Text to read:
━━━━━━━━━━━━━━━━

For the purpose of improving the guidance of the fibers inside the guidance distance particularly at high speeds, it is further suggested to provide the opening of the guidance channel with the most convergent design possible by arranging or forming guidance elements such that the channel opening opens out into a constriction of the guidance channel. Thus, the restriction of the mobility of the fibers is achieved by a funnel-shaped partial distance having increasing constriction so as to provide a secure entry of the fibers into the guidance channel.
It has proved to be particularly advantageous for creating non-woven webs having light basis weights if the guidance width of the open space is at least five times larger than that of the constriction of the guidance channel. It is thus possible to achieve a high degree of uniformity even if the non-woven web has less thickness.
For this purpose, the width of the constriction of the guidance channel is in the range of 10 mm to 200 mm, wherein the guidance channel receives a constant expansion of the channel constriction preferably toward the deposit belt. Thus it is possible to achieve expansions of the fiber bundles at a short distance from the deposit belt, thereby showing further improvement in the uniformity of the deposition of the non-woven web.
The length of the guidance distance between the blast opening of the drawing unit and the deposit belt is preferably in a range of 100 mm to 700 mm. Thus the desired forms of fiber depositions can be realized depending on the yarn count and polymer type.
According to one embodiment of the invention, in order to prevent exchange processes with the ambience, the open space on the supply side of the belt and on the discharge side of the belt is shielded from the ambience by walls. In order to compensate for pressure differences resulting on the outlet side of the draw-off nozzle in spite of such a closed system, the walls have several ports for suctioning ambient air below the blast opening of the drawing unit. It is thus possible, even with a closed system, to create non-woven webs having increased strength and at the same time high uniformity in the distribution of the fibers.
However, it is also possible to use the ports in the walls for actively blowing in secondary air. This helps achieve additional effects when guiding the fibers.
In order to prevent an impermissible control of the deposit situation of the fibers and the guidance of the non-woven web on the deposit belt, particularly in the case of light basis weights of the non-woven web and short guidance distances, the ports are coupled by an air intake channel to a suction inlet having an inlet opening that is turned away from the deposit belt. It is thus possible for the ambient air to be suctioned from zones that are not critical for the deposition of the non-woven web on the deposit belt.
For designing the guidance channel, the guidance elements can be provided with any design and shape. One embodiment that has proved to be particularly advantageous is one in which the guidance elements are each designed at both the sides by a moulded thin sheet, wherein the thin sheets cooperate with the deposit belt and the non-woven web for sealing the guidance channel. It is thus possible to realize particularly random shapes of the guidance channel and the channel opening in order to achieve the desired guidance of the fibers.

━━━━━━━━━━━━━━━━

Data block:
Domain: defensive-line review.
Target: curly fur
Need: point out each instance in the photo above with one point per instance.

━━━━━━━━━━━━━━━━

Directives:
A. Alter the passage on fiber guidance from "For the purpose" to "has less thickness." by putting "narrowing" in place of "constriction".
B. Extend the passage on fiber guidance with what comes after its final sentence.

Answers to the problems:
A.
For the purpose of improving the guidance of the fibers inside the guidance distance particularly at high speeds, it is further suggested to provide the opening of the guidance channel with the most convergent design possible by arranging or forming guidance elements such that the channel opening opens out into a narrowing of the guidance channel. Thus, the restriction of the mobility of the fibers is achieved by a funnel-shaped partial distance having increasing narrowing so as to provide a secure entry of the fibers into the guidance channel.
It has proved to be particularly advantageous for creating non-woven webs having light basis weights if the guidance width of the open space is at least five times larger than that of the narrowing of the guidance channel. It is thus possible to achieve a high degree of uniformity even if the non-woven web has less thickness.

B.
In one embodiment, one clamping end of the molded thin sheet is fixed in the region of the channel opening while a deformation end is held flexibly in the region outside the guidance channel. By moving the deformation end relative to the clamping end, it is thus possible to vary the shape of the respective thin sheet. Here, the thin sheet is preferably held such that it contacts the deposit belt or the non-woven web.
For sealing the guidance channel, the guidance elements are preferably designed in such a way that an oblong sealing gap is designed between the deposit belt or the non-woven web and the guidance elements. It is thus possible to prevent a grinding contact between the deposit belt and, for example, a thin sheet designed as a guidance element and also between the non-woven web and the thin sheet. The deposit region is sealed over the length and height of the sealing gap alone. For this purpose the guidance elements can also be formed, for example, by solid structural elements, which form a milled or molded profile of the guidance channel.
Alternatively, another embodiment has also proved to be advantageous in which the guidance elements arranged on the discharge side of the belt is formed by a pivoted roller which could form a forming gap for the non-woven web with the deposit belt, for example. This helps ensure a high impermeability of the guidance channel in relation to the ambience.
The guidance elements arranged on the supply side of the belt can likewise be designed preferably as a pivoted roller, which is held such that it contacts the deposit belt.
Another embodiment that is advantageous for sealing the guidance channel is one in which the rollers each have a resilient roller jacket. A soft material such as an elastomer wound around a hard core can form the resilient roller jacket, for example. However, it is also possible to form the roller using a sheet metal jacket guided on the surface of the deposit belt.
The use of the device disclosed herein can be improved particularly by assigning a height-adjusting device to the guidance elements and/or to the deposit belt according to one embodiment. The height adjusting device can be used to change the length of the guidance distance and/or the height of the forming gap between the guidance elements and the deposit belt.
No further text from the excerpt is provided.